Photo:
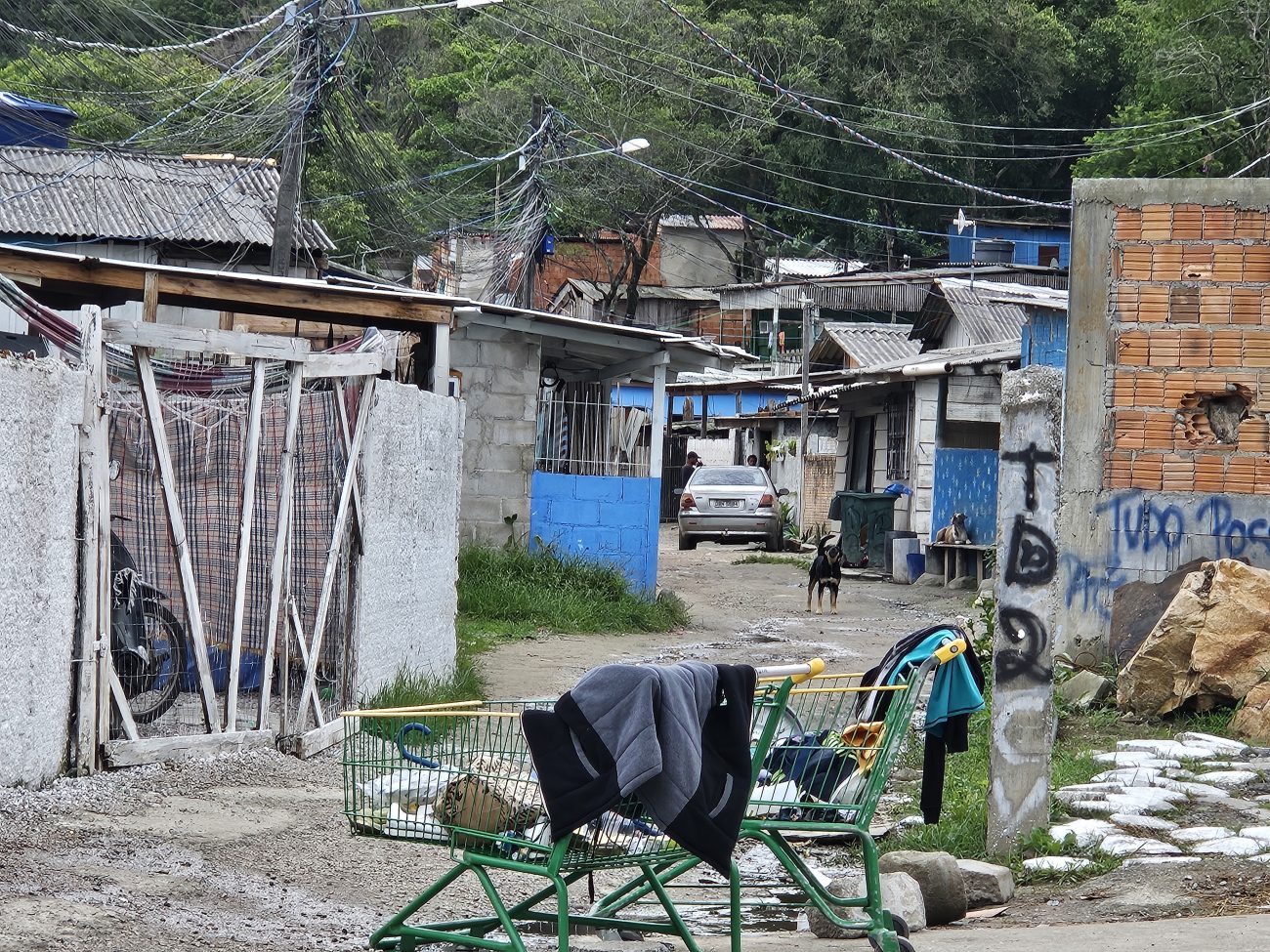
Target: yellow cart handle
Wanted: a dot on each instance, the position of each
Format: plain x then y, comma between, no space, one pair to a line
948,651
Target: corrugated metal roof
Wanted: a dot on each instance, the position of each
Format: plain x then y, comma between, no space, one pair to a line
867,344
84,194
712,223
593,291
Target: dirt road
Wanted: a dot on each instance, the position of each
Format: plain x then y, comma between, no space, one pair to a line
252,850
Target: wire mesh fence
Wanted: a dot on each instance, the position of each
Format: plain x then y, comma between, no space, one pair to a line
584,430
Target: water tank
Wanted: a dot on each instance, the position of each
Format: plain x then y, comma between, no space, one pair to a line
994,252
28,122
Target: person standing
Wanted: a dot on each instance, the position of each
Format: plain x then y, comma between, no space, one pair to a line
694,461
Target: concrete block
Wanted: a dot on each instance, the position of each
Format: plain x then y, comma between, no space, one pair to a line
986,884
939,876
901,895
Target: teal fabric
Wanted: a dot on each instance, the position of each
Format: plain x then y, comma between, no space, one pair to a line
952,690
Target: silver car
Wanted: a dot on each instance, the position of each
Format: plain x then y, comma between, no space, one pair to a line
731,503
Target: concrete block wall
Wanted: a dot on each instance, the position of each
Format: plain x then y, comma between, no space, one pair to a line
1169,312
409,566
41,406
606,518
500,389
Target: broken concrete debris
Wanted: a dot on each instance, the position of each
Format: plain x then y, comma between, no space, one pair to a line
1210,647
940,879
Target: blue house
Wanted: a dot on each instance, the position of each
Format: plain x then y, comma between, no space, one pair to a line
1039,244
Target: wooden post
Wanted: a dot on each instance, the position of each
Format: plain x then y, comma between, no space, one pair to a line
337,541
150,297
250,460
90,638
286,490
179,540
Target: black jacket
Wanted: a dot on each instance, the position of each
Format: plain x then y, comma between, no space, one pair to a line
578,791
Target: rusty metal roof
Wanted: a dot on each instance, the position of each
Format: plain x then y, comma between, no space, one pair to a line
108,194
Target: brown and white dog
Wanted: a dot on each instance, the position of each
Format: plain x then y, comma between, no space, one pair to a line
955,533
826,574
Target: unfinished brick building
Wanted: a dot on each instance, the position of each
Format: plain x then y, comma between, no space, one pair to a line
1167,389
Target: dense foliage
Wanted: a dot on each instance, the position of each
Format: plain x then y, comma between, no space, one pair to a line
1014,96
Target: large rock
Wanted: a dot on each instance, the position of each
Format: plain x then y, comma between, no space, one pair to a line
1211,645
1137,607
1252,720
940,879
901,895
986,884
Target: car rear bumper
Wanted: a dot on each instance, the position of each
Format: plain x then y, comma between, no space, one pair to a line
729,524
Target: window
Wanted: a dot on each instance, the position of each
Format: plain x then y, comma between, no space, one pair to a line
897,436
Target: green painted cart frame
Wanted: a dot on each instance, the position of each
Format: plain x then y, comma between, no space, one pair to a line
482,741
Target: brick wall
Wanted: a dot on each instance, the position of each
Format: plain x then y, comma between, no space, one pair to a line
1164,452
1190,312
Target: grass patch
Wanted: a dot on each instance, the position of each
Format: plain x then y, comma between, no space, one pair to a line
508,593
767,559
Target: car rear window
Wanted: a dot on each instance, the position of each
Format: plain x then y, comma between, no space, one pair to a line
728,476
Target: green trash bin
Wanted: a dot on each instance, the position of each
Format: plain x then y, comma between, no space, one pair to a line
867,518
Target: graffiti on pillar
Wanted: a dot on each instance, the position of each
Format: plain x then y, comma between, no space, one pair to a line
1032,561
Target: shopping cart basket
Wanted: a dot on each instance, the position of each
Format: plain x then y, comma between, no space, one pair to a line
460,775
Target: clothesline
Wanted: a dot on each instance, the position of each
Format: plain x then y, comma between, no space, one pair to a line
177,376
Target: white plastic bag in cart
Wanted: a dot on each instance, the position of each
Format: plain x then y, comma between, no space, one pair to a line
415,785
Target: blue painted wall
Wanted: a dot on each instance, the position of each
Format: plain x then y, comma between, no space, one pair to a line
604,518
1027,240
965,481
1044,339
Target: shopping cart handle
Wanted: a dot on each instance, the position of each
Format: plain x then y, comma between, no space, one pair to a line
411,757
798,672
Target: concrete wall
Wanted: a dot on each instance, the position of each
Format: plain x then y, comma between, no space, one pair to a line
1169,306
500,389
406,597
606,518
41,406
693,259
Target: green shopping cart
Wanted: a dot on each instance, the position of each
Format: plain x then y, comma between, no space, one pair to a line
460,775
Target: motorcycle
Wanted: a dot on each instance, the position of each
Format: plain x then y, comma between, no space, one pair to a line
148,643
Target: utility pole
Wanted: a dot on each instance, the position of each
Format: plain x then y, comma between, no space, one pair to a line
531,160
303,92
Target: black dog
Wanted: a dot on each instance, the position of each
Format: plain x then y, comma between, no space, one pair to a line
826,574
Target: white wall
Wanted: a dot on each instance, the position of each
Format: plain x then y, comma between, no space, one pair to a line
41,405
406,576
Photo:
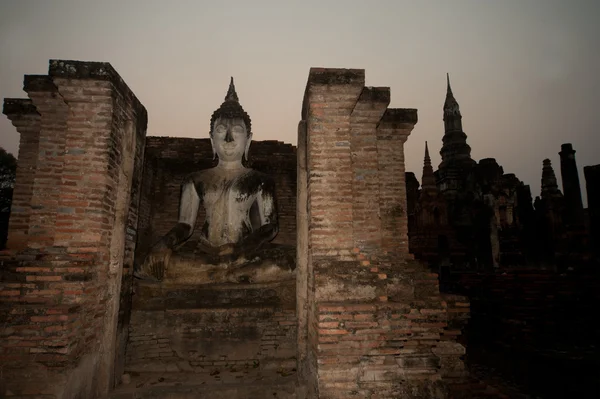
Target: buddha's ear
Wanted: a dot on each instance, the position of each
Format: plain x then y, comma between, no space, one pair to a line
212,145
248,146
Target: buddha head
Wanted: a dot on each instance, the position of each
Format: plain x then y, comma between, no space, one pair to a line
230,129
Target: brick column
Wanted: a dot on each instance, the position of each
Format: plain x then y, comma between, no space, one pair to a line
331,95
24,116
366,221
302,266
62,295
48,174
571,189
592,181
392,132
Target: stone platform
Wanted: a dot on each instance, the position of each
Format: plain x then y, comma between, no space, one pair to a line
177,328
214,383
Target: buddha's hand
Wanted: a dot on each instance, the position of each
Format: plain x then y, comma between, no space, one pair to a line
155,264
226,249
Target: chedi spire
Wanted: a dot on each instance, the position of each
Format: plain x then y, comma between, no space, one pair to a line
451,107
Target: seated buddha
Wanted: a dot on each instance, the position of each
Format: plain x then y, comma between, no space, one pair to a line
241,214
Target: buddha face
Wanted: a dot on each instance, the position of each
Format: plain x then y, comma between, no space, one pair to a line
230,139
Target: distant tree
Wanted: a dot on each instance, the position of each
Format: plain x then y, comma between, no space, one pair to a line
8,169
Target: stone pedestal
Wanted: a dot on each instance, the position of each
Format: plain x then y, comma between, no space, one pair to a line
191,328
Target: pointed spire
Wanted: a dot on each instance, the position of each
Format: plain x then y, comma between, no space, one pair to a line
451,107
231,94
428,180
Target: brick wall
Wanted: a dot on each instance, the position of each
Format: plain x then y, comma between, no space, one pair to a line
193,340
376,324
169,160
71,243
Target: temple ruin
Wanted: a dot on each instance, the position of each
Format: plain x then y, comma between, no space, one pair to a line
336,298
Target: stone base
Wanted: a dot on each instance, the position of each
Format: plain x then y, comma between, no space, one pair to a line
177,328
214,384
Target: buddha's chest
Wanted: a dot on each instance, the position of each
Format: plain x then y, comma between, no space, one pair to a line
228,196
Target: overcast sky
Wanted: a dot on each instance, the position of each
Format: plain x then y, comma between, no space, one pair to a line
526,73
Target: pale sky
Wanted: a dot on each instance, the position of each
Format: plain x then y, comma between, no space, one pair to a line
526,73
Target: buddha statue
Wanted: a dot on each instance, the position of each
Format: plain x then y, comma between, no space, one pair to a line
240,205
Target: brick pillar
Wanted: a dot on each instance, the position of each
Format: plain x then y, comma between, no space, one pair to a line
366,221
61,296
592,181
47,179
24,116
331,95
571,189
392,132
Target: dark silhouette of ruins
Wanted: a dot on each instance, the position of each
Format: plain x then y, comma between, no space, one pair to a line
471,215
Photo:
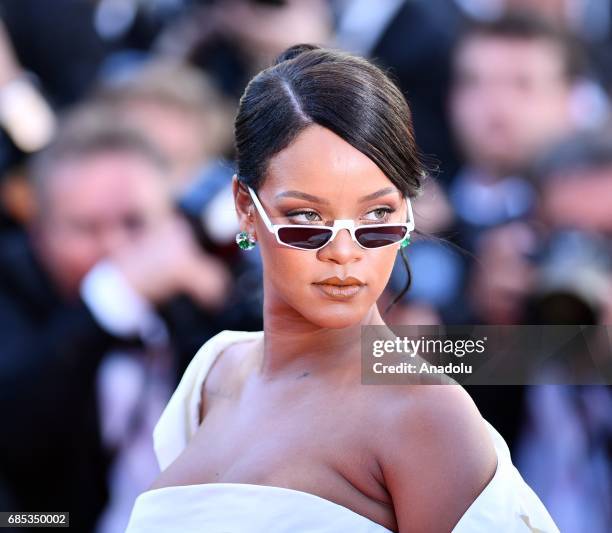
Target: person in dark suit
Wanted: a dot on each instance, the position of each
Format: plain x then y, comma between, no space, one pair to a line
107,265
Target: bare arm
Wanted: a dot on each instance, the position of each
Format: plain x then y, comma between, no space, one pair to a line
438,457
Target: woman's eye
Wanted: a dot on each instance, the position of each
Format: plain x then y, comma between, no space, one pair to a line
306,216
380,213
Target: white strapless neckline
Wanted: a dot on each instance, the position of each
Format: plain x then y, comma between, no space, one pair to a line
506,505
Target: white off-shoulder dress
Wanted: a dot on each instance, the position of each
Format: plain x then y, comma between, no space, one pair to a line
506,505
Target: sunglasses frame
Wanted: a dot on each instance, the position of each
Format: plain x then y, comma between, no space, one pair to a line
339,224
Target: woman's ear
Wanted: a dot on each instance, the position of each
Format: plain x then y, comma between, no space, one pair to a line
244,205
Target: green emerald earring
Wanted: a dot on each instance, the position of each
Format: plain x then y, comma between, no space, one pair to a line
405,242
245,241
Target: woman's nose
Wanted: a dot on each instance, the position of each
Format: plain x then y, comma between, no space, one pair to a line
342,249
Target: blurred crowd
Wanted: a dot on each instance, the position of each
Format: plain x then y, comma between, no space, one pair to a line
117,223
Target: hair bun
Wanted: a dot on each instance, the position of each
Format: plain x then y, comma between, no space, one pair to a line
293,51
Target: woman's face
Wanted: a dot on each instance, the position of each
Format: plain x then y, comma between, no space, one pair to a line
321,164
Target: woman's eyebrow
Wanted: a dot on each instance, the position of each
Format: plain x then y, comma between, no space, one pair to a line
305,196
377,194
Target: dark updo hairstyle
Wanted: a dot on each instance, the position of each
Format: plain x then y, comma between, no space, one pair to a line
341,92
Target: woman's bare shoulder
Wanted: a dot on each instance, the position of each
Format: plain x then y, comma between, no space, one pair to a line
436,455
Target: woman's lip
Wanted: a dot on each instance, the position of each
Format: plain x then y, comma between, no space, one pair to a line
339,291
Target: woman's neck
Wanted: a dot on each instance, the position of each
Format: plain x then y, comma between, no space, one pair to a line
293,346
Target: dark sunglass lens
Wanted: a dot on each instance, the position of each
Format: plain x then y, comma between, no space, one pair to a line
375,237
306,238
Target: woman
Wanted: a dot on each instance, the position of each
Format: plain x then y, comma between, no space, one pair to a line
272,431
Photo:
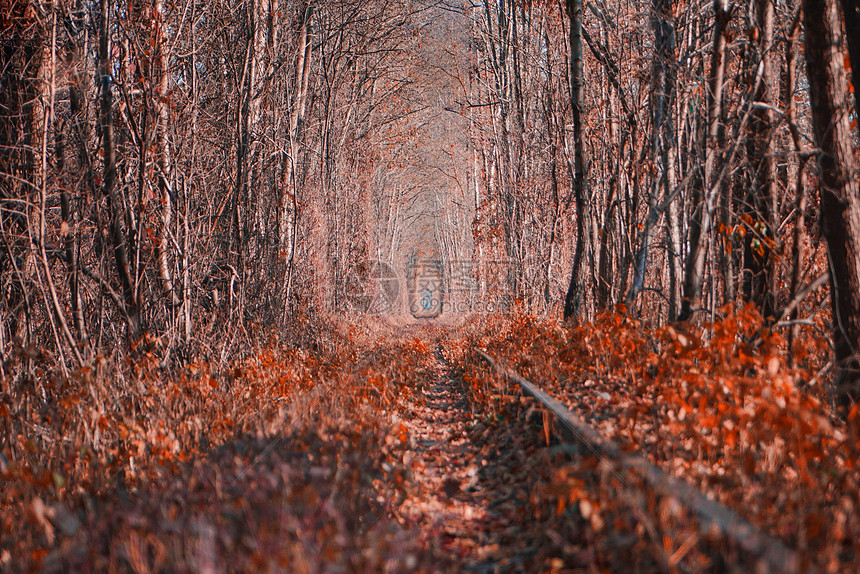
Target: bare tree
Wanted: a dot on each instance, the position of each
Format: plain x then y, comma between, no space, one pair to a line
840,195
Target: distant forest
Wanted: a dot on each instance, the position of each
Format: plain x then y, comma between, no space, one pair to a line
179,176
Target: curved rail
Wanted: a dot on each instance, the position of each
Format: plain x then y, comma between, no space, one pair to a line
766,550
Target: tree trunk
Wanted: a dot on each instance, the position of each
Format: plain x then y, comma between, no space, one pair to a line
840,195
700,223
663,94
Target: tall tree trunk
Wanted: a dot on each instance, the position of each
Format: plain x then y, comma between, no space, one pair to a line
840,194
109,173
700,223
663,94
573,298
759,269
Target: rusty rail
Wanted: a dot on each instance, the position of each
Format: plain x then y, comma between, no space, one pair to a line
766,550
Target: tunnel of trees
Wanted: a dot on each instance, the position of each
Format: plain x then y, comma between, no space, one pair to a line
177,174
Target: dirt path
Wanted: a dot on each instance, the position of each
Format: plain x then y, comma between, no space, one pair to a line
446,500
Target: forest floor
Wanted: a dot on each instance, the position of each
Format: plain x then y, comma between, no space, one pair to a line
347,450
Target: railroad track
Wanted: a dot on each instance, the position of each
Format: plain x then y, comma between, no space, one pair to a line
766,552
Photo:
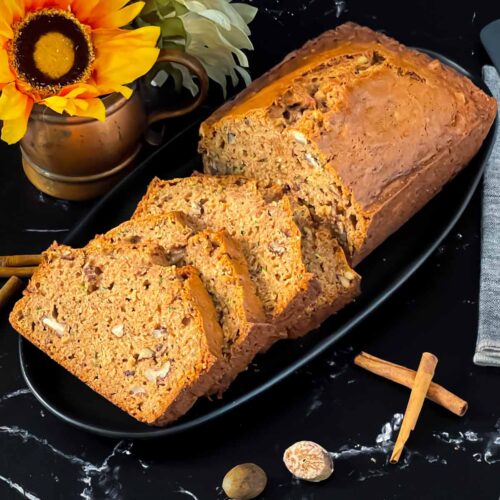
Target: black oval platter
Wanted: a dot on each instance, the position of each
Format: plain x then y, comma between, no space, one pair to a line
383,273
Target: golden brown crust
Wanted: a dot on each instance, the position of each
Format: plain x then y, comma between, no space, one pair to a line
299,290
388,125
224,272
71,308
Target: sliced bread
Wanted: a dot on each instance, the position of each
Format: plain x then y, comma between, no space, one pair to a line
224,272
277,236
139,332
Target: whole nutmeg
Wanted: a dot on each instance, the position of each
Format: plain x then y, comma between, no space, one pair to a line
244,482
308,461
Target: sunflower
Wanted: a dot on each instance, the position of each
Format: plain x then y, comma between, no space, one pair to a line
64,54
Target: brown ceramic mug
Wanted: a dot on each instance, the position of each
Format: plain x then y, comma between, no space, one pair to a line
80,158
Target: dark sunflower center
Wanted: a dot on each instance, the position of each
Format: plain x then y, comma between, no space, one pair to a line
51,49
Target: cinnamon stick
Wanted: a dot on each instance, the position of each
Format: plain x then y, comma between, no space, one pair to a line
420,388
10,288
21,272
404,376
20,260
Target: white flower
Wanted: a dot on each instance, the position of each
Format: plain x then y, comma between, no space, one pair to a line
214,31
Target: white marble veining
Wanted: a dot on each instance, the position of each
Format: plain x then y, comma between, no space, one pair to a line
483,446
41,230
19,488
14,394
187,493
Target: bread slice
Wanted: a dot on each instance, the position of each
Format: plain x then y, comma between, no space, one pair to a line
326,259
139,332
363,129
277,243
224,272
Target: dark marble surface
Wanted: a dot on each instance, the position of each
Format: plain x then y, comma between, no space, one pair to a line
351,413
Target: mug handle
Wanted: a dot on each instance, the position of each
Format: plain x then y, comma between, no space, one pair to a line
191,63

════

*How to complete this task*:
Search the entries for the word "forest". Copy each line where it appears.

*Written answer*:
Target: distant forest
Target: forest floor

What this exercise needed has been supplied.